> **Passage provided**:
:::
Tempting Trump: Pro-Washington signalling from the Philippines and New Zealand
Rupert Azzopardi
The second Trump administration will arrive after a decade of devolving United States-China relations and emerging regional Pacific states that are concerned by China’s growing influence over them. Instead of extending overtures to these anxious states, it is widely expected that Trump will adopt more of an isolationist policy in the region. In his previous administration, Trump withdrew the US from Obama-era multilateral infrastructure such as the Paris Agreement on climate, and the Trans-Pacific Partnership designed to mitigate dependence on trade with China and reduce tariffs on their exports. Now, as Trump espouses his ‘America First’ policy, tariffs are back in play, even amongst allies. Instead of seeking to enact an institutional balancing strategy amongst other like-minded actors, the US is likely to target China on a bilateral basis. Thus, the fear of abandonment amongst pro-Washington actors is real.
This fear has prompted traditional allies of the United States to adopt a total foreign policy reorganisation around Trump’s America; in the process, shedding diplomatic ties with China. Although states such as the Philippines and New Zealand have adopted hybrid approaches to the rivalry between the two Pacific great powers in recent years, their new governments have deliberately approached the US in matters of security.
:::
> **The input**:
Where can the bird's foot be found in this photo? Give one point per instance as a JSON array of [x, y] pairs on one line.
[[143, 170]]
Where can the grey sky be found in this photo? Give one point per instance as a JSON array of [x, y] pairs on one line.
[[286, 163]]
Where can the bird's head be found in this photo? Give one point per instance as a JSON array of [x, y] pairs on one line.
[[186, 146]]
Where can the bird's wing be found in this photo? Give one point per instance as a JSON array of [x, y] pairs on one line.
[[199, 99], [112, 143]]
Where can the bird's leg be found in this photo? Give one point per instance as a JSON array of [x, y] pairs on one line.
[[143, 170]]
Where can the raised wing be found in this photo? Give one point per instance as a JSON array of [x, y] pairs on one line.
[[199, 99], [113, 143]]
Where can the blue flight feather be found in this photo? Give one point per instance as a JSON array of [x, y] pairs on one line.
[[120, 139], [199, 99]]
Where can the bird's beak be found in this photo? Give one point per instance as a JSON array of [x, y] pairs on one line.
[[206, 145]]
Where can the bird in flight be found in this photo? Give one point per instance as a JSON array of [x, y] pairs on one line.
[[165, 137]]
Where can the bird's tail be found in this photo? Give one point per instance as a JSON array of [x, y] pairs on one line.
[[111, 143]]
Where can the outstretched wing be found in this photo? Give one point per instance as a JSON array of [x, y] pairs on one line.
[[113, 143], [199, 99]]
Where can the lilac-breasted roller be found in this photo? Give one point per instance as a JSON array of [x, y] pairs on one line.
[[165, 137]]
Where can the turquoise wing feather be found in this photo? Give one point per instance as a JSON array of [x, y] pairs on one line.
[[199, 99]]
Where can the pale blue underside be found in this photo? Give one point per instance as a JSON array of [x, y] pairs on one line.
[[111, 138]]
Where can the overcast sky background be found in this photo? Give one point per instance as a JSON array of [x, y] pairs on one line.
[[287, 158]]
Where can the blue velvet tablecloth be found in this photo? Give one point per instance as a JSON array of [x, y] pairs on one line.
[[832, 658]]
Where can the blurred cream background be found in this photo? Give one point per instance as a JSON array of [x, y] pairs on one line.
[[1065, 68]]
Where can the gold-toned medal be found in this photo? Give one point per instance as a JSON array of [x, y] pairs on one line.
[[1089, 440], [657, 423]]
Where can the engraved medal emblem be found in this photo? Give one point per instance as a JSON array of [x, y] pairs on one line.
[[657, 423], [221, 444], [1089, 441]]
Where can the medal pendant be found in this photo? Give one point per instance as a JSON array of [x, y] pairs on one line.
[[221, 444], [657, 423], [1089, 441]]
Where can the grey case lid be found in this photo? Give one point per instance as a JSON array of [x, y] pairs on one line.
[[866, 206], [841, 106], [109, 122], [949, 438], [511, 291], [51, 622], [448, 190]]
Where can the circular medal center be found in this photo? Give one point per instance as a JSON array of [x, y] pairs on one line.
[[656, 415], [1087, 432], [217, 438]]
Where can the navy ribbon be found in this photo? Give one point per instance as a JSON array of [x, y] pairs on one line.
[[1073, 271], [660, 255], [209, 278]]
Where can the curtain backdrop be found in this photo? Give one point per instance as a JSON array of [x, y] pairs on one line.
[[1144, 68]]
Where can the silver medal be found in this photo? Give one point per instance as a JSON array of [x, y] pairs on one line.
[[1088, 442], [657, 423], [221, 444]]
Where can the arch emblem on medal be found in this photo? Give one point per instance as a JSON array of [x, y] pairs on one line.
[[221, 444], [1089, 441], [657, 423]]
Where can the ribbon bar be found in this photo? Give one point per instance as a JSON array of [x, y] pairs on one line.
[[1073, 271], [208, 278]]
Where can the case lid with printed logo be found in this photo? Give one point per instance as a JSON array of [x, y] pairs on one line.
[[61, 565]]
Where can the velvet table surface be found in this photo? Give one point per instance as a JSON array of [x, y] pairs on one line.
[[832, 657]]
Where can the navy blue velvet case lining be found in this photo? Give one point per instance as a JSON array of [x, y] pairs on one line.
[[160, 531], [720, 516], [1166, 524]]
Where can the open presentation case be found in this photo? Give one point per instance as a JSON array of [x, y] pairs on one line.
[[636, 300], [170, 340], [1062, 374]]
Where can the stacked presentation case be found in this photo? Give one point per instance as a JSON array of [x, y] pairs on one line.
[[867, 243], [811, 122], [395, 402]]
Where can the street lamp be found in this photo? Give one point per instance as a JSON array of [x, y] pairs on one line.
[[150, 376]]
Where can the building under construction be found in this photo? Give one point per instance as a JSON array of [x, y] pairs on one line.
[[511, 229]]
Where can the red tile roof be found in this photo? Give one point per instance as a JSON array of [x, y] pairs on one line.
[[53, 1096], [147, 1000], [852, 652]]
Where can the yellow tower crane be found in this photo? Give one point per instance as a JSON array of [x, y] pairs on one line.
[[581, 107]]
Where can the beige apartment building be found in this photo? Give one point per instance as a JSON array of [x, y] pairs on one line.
:::
> **Exercise requirements**:
[a] Translate this sentence from the passage on Trump and Pacific allies into Spanish: "Thus, the fear of abandonment amongst pro-Washington actors is real."
[b] Report how many lines of the records contain the string "background". Case counts, and the reply is the number alone.

> **In response**:
[a] Así, el temor al abandono entre los actores favorables a Washington es real.

[b] 2